------ RECORDS SHOWN

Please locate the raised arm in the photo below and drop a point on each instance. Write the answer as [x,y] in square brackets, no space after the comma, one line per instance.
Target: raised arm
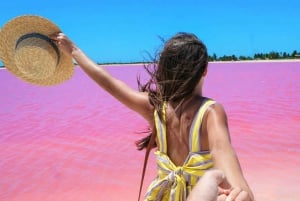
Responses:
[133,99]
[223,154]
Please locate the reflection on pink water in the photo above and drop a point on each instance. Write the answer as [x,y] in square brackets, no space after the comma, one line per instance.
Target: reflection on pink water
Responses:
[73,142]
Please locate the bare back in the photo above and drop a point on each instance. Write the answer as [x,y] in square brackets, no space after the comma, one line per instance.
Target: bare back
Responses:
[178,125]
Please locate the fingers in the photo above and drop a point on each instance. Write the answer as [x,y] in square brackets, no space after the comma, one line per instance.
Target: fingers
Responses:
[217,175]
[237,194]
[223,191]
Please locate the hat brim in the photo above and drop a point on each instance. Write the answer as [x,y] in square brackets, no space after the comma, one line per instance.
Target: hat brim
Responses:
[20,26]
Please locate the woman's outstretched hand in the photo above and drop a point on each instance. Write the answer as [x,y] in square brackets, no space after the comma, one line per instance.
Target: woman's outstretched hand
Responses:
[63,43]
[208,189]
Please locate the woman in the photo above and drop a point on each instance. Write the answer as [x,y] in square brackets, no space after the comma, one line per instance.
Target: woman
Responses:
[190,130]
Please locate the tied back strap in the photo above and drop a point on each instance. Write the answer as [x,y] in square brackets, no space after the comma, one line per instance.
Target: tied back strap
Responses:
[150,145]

------------
------ RECORDS SHOWN

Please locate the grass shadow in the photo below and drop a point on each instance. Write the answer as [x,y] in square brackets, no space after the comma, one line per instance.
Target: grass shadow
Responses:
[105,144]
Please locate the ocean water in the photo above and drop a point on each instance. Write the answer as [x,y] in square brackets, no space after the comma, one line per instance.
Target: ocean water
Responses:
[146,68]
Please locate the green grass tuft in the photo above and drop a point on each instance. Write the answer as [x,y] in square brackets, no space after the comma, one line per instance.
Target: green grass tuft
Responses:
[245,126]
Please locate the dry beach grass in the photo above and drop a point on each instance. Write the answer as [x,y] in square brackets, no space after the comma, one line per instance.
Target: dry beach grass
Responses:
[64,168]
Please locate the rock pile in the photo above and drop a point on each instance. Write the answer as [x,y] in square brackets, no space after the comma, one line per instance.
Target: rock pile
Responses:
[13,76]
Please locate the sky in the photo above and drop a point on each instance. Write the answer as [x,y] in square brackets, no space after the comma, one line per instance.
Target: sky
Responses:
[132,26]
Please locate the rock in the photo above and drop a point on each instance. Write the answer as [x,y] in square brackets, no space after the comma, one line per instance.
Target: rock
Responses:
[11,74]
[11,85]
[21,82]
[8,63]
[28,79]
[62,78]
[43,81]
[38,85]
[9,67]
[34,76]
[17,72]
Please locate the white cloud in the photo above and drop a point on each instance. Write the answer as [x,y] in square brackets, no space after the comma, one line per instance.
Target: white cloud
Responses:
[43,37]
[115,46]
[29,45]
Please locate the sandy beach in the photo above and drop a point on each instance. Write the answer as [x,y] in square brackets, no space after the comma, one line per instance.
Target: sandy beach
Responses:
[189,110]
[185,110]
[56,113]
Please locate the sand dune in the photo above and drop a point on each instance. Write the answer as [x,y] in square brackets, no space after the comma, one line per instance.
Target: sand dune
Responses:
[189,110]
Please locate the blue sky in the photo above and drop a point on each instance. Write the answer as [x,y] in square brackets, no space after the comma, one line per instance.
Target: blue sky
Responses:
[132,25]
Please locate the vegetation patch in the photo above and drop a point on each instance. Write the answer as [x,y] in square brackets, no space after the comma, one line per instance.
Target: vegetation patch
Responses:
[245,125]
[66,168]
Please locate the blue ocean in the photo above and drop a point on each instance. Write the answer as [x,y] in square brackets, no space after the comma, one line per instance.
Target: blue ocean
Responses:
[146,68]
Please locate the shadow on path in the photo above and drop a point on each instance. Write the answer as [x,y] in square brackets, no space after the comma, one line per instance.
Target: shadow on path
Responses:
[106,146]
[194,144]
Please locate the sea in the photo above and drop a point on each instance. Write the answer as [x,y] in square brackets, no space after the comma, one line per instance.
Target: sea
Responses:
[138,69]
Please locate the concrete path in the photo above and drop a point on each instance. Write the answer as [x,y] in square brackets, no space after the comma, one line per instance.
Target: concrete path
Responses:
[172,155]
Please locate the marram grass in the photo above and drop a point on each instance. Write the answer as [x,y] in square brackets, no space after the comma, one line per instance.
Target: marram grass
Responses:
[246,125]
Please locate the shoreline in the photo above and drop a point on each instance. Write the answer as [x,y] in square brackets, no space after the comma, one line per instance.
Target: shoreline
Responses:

------------

WRITTEN INSTRUCTION: Extract every line of the rows above that contains the word "outstretched", matching case exactly.

COMPLETE OUTPUT:
Please locate the woman's outstretched hand in the photo above and drop a point on each instance. Write the answer as [x,y] in square brackets, no space after the comma, one line per instance.
Target: woman's outstretched hand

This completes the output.